##### RECORDS PROVIDED #####

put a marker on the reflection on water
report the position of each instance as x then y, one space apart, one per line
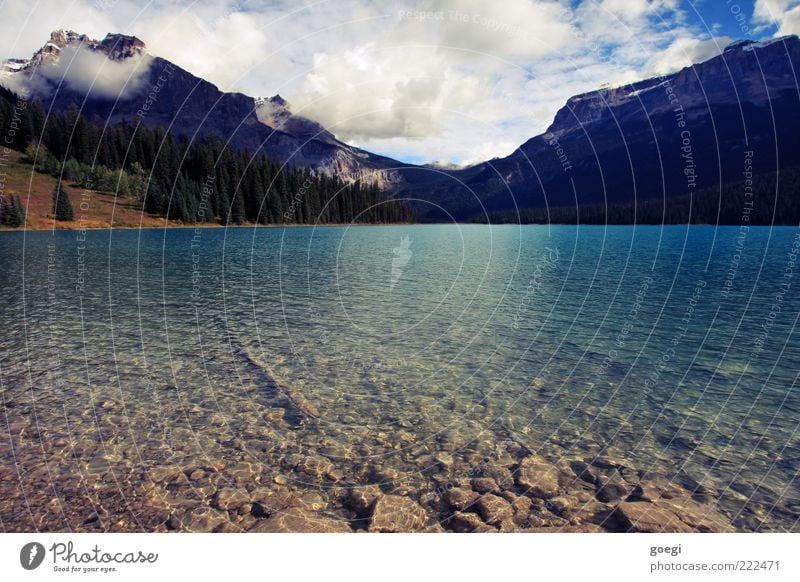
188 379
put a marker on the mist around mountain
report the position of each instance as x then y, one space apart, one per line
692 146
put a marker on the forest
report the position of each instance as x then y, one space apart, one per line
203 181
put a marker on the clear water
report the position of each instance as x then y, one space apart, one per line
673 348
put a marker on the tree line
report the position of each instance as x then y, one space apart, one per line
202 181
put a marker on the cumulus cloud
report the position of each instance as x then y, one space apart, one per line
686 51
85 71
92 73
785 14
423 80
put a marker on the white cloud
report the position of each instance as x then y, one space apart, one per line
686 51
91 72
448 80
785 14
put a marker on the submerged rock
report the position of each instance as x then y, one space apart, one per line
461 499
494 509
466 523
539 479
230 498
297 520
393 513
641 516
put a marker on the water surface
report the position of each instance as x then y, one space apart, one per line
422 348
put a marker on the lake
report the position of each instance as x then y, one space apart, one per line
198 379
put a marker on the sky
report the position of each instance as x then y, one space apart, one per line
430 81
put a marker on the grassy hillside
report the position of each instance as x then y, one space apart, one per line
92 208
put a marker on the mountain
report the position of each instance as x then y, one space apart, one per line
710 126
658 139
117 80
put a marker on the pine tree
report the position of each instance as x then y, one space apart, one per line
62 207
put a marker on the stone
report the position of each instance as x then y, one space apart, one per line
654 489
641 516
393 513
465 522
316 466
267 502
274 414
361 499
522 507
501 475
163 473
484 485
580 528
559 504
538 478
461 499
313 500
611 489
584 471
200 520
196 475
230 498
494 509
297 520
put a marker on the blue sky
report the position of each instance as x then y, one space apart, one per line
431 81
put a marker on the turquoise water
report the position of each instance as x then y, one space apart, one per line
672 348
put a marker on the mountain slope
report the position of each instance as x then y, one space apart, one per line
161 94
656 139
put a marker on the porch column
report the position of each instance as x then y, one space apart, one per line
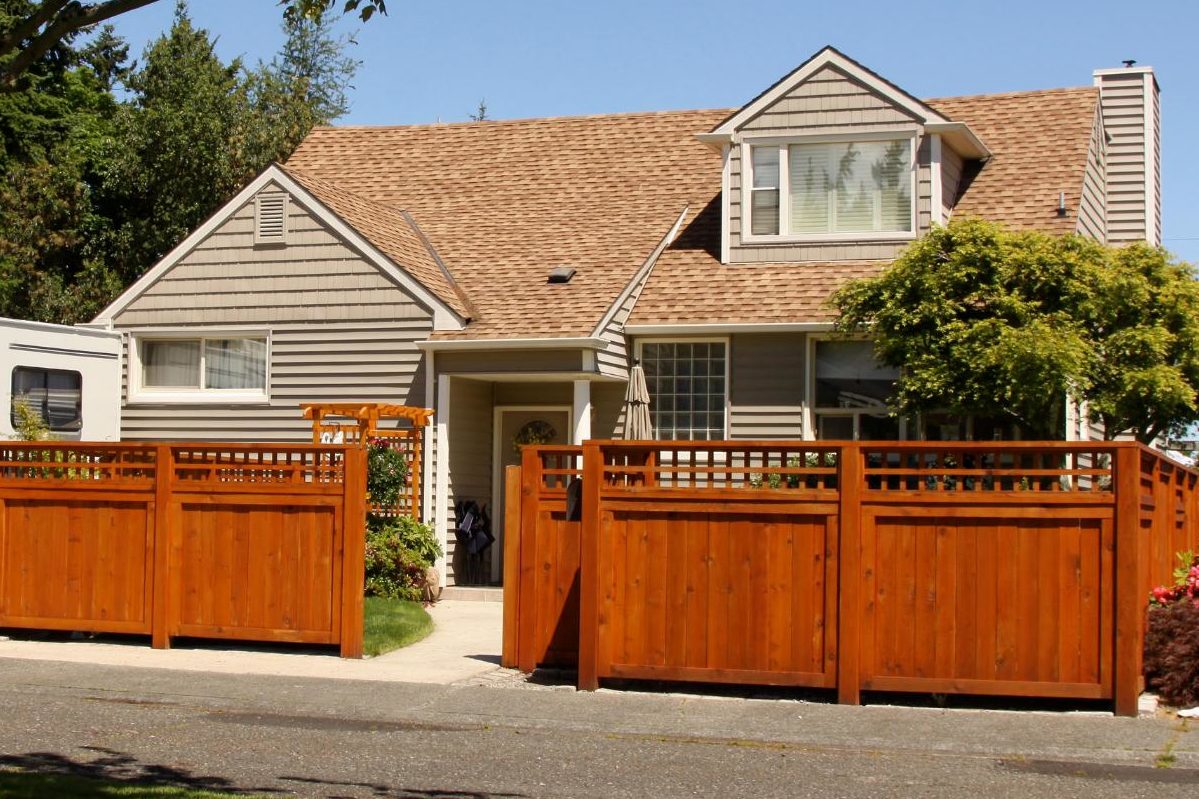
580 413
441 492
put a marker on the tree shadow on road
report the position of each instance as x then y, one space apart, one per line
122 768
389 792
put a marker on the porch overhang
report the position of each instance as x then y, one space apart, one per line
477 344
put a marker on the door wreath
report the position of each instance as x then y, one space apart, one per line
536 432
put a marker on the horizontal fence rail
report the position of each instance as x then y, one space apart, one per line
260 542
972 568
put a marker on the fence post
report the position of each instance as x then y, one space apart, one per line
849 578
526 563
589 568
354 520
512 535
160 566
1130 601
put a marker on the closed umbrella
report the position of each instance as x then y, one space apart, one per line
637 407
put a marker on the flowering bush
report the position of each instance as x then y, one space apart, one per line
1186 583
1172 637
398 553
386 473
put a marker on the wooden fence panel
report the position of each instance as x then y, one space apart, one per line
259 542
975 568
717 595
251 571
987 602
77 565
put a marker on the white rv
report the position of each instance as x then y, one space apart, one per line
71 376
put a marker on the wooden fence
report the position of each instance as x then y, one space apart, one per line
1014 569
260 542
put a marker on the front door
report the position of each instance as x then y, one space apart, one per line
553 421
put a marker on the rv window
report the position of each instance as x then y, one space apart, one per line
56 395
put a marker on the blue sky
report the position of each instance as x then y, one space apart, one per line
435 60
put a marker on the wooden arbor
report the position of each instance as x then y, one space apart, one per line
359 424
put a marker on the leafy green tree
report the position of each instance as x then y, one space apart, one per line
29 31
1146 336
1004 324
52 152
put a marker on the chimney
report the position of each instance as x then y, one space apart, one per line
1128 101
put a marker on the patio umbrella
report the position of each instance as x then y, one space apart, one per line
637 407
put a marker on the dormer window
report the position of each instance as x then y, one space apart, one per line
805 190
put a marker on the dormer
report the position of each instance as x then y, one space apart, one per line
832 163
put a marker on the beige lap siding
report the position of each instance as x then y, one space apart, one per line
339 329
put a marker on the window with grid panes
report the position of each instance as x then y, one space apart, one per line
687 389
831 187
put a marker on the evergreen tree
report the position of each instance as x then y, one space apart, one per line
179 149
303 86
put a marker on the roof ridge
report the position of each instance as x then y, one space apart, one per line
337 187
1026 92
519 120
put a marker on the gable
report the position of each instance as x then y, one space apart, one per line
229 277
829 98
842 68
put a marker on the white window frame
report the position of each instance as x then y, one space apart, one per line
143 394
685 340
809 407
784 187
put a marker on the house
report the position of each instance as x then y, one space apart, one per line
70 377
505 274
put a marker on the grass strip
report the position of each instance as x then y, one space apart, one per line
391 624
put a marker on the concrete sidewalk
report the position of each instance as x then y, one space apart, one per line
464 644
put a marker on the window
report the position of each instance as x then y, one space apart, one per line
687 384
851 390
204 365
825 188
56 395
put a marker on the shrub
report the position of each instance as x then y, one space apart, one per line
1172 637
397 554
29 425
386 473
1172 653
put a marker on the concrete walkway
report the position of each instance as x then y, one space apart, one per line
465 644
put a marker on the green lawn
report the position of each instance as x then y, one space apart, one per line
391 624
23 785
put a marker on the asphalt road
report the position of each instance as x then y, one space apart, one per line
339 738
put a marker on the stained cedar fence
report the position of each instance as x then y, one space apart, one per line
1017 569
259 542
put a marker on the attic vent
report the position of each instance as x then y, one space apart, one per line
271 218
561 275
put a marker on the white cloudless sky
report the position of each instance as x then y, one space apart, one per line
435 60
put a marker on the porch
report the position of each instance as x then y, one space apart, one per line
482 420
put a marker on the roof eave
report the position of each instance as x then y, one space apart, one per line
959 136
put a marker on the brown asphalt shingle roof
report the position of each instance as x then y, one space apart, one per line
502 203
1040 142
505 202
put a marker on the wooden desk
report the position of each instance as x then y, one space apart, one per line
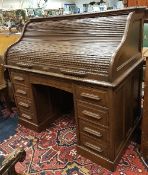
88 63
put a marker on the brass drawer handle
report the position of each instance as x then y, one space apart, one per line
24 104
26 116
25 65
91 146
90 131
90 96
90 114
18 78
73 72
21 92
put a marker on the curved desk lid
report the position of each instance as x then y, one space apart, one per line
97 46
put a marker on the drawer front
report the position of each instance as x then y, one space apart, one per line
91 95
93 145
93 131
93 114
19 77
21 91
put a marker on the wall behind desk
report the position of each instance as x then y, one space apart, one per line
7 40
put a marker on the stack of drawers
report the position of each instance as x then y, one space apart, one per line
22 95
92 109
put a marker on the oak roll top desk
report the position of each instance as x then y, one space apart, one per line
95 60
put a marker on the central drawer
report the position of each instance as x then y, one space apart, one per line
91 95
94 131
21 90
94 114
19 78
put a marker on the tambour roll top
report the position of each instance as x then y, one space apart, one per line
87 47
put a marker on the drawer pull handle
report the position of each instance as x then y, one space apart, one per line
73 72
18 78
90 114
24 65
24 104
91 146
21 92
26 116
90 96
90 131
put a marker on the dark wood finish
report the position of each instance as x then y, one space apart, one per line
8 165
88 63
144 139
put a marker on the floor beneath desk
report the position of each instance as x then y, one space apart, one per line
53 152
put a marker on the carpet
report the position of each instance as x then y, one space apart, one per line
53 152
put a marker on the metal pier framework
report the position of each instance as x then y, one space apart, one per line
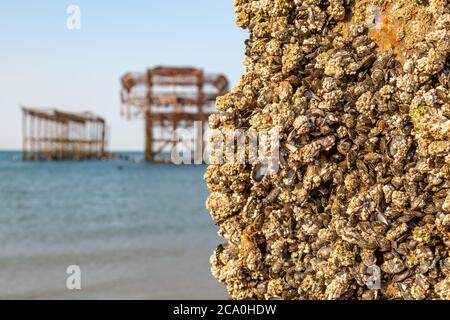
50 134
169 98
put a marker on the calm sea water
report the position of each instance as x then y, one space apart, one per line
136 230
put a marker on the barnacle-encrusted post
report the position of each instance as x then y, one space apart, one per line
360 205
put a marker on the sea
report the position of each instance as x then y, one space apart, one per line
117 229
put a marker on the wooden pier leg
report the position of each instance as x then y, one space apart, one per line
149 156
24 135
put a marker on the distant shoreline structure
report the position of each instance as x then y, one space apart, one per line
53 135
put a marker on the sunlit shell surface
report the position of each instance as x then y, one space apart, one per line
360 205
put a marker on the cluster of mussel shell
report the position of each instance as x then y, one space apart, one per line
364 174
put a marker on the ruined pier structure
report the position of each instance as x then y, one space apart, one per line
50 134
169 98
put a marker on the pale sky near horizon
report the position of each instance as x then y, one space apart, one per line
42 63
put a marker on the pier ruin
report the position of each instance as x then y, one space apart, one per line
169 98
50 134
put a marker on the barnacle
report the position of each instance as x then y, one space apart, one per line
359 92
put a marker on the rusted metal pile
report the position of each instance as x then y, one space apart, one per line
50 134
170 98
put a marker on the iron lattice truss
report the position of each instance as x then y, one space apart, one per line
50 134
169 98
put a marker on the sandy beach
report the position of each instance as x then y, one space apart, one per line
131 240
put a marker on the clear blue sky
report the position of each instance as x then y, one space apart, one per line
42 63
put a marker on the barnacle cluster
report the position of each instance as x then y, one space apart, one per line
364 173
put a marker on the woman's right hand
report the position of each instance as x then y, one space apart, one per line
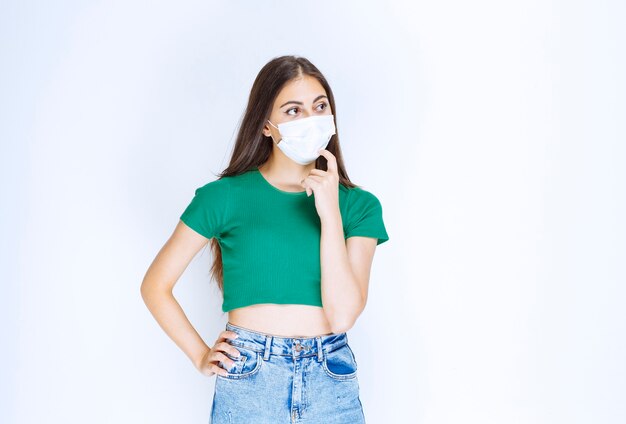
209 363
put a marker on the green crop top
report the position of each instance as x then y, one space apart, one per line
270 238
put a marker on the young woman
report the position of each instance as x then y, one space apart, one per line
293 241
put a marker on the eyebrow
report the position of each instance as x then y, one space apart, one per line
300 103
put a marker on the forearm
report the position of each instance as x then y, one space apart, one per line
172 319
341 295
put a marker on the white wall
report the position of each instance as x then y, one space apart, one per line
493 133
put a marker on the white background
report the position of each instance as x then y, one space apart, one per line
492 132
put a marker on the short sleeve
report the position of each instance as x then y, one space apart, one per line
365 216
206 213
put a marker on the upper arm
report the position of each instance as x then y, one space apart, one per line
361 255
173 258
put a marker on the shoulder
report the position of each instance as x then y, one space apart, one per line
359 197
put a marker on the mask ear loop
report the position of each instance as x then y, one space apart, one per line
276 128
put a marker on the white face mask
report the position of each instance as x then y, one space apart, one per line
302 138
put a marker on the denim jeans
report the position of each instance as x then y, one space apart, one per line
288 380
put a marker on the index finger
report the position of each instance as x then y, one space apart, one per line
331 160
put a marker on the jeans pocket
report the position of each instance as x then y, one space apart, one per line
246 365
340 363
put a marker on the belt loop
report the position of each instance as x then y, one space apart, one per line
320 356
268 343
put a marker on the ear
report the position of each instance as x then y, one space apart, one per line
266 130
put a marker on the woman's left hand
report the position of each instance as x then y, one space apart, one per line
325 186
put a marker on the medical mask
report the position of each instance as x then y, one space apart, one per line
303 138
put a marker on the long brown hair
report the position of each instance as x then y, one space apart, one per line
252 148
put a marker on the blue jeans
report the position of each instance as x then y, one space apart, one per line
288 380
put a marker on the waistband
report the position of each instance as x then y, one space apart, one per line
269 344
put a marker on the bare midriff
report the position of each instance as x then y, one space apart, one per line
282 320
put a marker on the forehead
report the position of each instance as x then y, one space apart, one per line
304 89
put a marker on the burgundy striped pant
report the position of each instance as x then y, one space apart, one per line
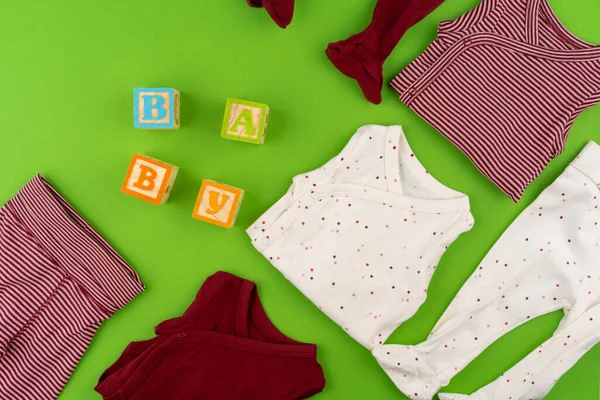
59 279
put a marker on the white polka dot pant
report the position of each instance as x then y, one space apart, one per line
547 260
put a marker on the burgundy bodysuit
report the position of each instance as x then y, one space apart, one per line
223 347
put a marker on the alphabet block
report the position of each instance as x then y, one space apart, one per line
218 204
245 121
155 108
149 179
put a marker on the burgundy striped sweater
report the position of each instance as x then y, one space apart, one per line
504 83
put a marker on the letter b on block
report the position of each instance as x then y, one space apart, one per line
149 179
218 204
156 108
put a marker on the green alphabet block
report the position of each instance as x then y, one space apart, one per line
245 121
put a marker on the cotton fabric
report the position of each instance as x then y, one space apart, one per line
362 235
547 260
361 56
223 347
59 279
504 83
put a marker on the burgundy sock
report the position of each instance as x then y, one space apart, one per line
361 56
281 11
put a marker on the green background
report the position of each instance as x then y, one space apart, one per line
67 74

#####

WHAT YOU NEED TO DO:
Exactly the lines from the line containing "put a marker on the burgundy striped pant" through the last line of the entries above are to be quoted, both included, and nothing else. Pictures are left out.

REPLY:
put a marker on the burgundy striped pant
report the position of each instance as x then y, one space apart, one per line
59 279
put a marker on the white polka dot pant
report the position of each instance as x then y, one space apart, one per line
547 260
put a marker on the burgundy bodysuit
report the position of each instance as x then y, one space apart, one per line
223 347
put a marker on the alphabet block
report the position of each instance as x then y, one space apart, one per line
218 204
245 121
155 108
149 179
put a marker on the burgundy striped sweater
report the position of each instance as x then y, one space apart, one per line
504 83
put a marker on the letter b on block
report the position of each instance as x then y, one space apart, one per line
149 179
218 204
156 108
put a marker on the green alphabet block
report the position of each instance as x then y, one space apart, one per line
245 121
put a marker on the cotton fabric
report the position of each instance as x then y, one space apart, one per line
362 235
547 260
361 56
223 347
59 279
504 83
put a marker on the burgundy sock
report the position of each instance as x then y, one space apart, one per line
361 56
281 11
put a marker on the green background
report the position of each instance as x then y, one space apart, one per line
67 74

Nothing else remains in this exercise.